◆ **EXCERPT TO READ**:
_ _ _

We are focused on sourcing and backing operators with a prior track record of success and selectively providing construction financing to operators with existing operations in other states. We see a growing supply-demand imbalance for debt capital across the sector, with rising demand outpacing an already limited supply. This demand is driven by refinancing activity, adult use in medical expansions, and increased M&A in the cannabis space. Given the Republican sweep and stalled progress on federal reform, we do not see many new capital providers entering the market, providing AFC with an opportunity to continue lending to strong operators at attractive risk-adjusted returns. Turning to our current portfolio management efforts, we have continued the liquidation process for Private Company A, which recently completed the sale of its Georgia assets for $15 million of net proceeds.

_ _ _

◆ **COLLECTED DATA**:
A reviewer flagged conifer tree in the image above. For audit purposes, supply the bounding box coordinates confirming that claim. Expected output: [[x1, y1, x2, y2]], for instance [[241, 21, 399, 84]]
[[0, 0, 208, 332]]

_ _ _

◆ **ACTIVITY LIST**:
**1)** According to the cannabis lending excerpt, what did Private Company A recently complete?
**2)** In the cannabis lending excerpt, take the part that opens with "We are focused" and closes with "of net proceeds.", and write it again with "strong operators" changed to "established operators".

◆ **EXERCISE SOLUTIONS**:
**1)** The sale of its Georgia assets for $15 million of net proceeds.

**2)**
We are focused on sourcing and backing operators with a prior track record of success and selectively providing construction financing to operators with existing operations in other states. We see a growing supply-demand imbalance for debt capital across the sector, with rising demand outpacing an already limited supply. This demand is driven by refinancing activity, adult use in medical expansions, and increased M&A in the cannabis space. Given the Republican sweep and stalled progress on federal reform, we do not see many new capital providers entering the market, providing AFC with an opportunity to continue lending to established operators at attractive risk-adjusted returns. Turning to our current portfolio management efforts, we have continued the liquidation process for Private Company A, which recently completed the sale of its Georgia assets for $15 million of net proceeds.